=== DOCUMENT SECTION ===
Replace constants.py with data + region specification from yaml-file

joeloskarsson commented 1 month ago

This supersedes #2 and #3.

Motivation

It is currently very hard to work with neural lam on different regions due to everything related to data and the forecast region being specified hard-coded in constants.py. It would be much better to specify this in a config file that you can then point to. Yaml seems like a suitable format for this.

Proposition

The main training/eval script takes a flag --spec that should be given a path to a yaml-file. This yaml file specifies all the data that goes into the model and information about the region the model should be working with.

Current options in constants.py that relate to what to plot should all be turned into flags.

The yaml file should be read in and turned into a single object that contains all useful information and can be passed around in the code (since this is needed almost everywhere). Having this as an object means that it can also compute things not directly in the yaml file, such as units of variables that can be retrieved from loaded xarray data.

Design

Here is an idea for how the yaml file could be laid out with examples:

Start of file:

# Data config for MEPS dataset
---

Some comments to keep track of what this specification is about. We don't enforce any content in there.

Forecast area data configuration

This describes the data configuration for the actual limited area that you are training on. Explicitly, the "inner region", not the "boundary". What is specified is what zarrs to load state, forcing and static grid features from and which variables in these to use for each.
===
*ABOUT THIS TASK*: Return the whole issue above about replacing constants.py with a yaml specification, word for word and unchanged.
=== SOURCE DATA ===
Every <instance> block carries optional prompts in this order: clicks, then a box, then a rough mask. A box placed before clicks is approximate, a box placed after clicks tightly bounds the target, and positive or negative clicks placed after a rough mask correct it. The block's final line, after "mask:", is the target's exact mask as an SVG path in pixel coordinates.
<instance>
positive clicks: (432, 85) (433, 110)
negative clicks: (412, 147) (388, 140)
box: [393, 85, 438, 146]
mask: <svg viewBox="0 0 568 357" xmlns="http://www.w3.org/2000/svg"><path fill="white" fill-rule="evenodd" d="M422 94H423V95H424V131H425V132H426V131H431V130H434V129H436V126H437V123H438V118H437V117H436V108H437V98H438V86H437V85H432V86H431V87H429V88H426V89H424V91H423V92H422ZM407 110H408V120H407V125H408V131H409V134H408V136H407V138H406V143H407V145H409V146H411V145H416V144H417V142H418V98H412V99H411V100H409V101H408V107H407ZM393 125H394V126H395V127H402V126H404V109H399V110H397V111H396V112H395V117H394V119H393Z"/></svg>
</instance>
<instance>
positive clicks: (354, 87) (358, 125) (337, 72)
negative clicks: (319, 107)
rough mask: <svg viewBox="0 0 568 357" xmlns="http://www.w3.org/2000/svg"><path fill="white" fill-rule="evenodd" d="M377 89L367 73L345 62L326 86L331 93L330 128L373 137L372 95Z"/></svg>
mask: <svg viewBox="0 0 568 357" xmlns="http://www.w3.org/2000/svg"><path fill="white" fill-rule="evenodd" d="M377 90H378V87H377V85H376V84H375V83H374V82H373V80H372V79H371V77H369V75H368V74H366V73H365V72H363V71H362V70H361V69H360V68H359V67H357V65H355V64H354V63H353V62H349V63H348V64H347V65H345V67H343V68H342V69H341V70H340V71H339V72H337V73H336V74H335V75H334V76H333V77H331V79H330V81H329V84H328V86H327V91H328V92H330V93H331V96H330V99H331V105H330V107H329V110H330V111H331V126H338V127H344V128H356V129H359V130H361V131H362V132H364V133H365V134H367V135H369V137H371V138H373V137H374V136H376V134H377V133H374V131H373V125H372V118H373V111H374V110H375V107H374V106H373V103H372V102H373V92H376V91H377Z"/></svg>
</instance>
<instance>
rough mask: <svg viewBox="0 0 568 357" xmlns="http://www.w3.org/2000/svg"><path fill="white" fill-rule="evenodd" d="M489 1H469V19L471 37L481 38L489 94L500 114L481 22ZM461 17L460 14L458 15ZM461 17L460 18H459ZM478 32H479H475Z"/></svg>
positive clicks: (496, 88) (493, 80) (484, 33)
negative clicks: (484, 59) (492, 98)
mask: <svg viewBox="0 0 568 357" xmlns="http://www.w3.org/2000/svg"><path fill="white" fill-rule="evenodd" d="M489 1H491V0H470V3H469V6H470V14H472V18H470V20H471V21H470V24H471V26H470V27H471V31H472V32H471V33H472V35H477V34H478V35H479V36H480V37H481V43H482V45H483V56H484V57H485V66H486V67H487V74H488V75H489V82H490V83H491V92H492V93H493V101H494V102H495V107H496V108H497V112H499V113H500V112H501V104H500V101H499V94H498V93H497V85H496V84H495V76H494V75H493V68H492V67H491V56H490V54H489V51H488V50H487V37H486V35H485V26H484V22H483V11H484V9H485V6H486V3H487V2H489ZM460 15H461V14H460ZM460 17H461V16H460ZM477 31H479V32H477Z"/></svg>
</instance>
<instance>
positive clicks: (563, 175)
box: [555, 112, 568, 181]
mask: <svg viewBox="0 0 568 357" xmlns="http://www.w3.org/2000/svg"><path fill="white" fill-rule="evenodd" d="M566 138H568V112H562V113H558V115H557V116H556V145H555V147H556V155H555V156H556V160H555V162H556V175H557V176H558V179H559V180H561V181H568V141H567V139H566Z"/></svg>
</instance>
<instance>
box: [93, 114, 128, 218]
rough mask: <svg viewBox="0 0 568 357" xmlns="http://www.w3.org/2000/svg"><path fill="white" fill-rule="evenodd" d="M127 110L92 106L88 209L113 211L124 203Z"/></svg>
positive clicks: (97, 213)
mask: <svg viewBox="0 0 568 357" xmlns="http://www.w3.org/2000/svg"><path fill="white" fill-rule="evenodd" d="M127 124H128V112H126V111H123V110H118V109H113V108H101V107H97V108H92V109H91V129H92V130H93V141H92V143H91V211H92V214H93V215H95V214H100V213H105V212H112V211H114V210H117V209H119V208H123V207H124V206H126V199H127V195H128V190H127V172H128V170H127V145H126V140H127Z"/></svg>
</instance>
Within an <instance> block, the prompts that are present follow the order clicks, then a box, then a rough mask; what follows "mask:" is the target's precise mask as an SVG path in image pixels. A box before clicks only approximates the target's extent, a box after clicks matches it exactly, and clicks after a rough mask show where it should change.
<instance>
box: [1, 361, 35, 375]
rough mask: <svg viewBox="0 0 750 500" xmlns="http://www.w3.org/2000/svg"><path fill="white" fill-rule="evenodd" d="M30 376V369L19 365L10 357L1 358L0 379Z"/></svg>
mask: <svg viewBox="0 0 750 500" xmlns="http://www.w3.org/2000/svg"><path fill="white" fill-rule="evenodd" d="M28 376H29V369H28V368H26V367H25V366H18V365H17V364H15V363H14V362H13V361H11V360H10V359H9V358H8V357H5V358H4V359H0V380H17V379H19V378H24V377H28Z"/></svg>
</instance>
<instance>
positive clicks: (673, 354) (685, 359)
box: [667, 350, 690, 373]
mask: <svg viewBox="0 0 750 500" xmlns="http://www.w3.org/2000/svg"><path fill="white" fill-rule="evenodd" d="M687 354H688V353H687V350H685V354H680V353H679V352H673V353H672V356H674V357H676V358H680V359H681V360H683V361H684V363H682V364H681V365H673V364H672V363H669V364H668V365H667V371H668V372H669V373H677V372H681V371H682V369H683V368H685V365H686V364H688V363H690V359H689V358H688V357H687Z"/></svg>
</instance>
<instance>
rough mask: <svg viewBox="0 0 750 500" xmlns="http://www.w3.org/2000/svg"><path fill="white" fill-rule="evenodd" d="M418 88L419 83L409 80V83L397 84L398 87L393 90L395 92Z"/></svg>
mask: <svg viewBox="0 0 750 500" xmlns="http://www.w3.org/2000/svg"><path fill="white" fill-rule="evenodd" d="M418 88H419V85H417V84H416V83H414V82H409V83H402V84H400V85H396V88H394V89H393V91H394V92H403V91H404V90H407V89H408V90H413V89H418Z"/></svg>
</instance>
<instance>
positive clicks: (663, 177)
===
*EXERCISE OUTPUT*:
Replace constants.py with data + region specification from yaml-file

joeloskarsson commented 1 month ago

This supersedes #2 and #3.

Motivation

It is currently very hard to work with neural lam on different regions due to everything related to data and the forecast region being specified hard-coded in constants.py. It would be much better to specify this in a config file that you can then point to. Yaml seems like a suitable format for this.

Proposition

The main training/eval script takes a flag --spec that should be given a path to a yaml-file. This yaml file specifies all the data that goes into the model and information about the region the model should be working with.

Current options in constants.py that relate to what to plot should all be turned into flags.

The yaml file should be read in and turned into a single object that contains all useful information and can be passed around in the code (since this is needed almost everywhere). Having this as an object means that it can also compute things not directly in the yaml file, such as units of variables that can be retrieved from loaded xarray data.

Design

Here is an idea for how the yaml file could be laid out with examples:

Start of file:

# Data config for MEPS dataset
---

Some comments to keep track of what this specification is about. We don't enforce any content in there.

Forecast area data configuration

This describes the data configuration for the actual limited area that you are training on. Explicitly, the "inner region", not the "boundary". What is specified is what zarrs to load state, forcing and static grid features from and which variables in these to use for each.